Prompt: In the arowana thread below, which two traits do "High Shine" Silver Arowanas have?

I find it funny because "High Shine" Silver Arowana can't be obtain through feeding live goldfish. "High Shine" Silver Arowanas have Leucism and Iridophore development. It's developed in their genes, not from their diet.
The Arowanas in the link I posted looks like what my Arowana looks like. Yours Hao does not look like mine. Mine has shine on its body and head with minimal dark shading on the top and pink on the fins (even when compare to other Arowana his own size). They sold mine as a platinum Arowana except I'm starting to think mine is a high shine and Hao's could be a platinum.
The top two look like mine the bottom two do not. I'm going to grow mine up a while and see how he turns out. I'm going to take some new pictures as well.
The fish in the first post of this thread is very clearly just a normal Silver Aro.
They all have a degree of shine on them, thats why they are SILVER aros!
This degree of shine varies on all Aros, but a High shine will be very clear from the gewt go!
Still really early however I have been looking at other pictures of Silver Arowanas and have got some hope as mine is much lighter in color than the Arowanas I have been seeing.
Still really early however I have been looking at other pictures of Silver Arowanas and have got some hope as mine is much lighter in color than the Arowanas I have been seeing.
Not sure why you are comparing your fish to adult high shines and saying yours will look like that when older. Silver's are infamous for being very oddly colored when juveniles, from yellowish to blueish to whiteish and all in between. You have no idea how yours will look when its older.

[Stored data entries]
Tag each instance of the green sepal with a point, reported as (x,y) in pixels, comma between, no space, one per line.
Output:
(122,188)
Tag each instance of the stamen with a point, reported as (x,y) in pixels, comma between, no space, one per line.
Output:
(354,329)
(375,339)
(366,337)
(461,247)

---

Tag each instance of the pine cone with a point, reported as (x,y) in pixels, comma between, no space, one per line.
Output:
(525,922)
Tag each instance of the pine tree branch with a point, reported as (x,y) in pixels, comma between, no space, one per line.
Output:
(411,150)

---

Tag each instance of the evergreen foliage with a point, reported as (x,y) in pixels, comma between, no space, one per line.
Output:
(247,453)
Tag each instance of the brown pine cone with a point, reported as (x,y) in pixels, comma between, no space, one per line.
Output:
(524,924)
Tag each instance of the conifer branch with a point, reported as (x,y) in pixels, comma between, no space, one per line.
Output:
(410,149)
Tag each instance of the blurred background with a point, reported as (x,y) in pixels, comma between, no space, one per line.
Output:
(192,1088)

Result below: Leucism and Iridophore development.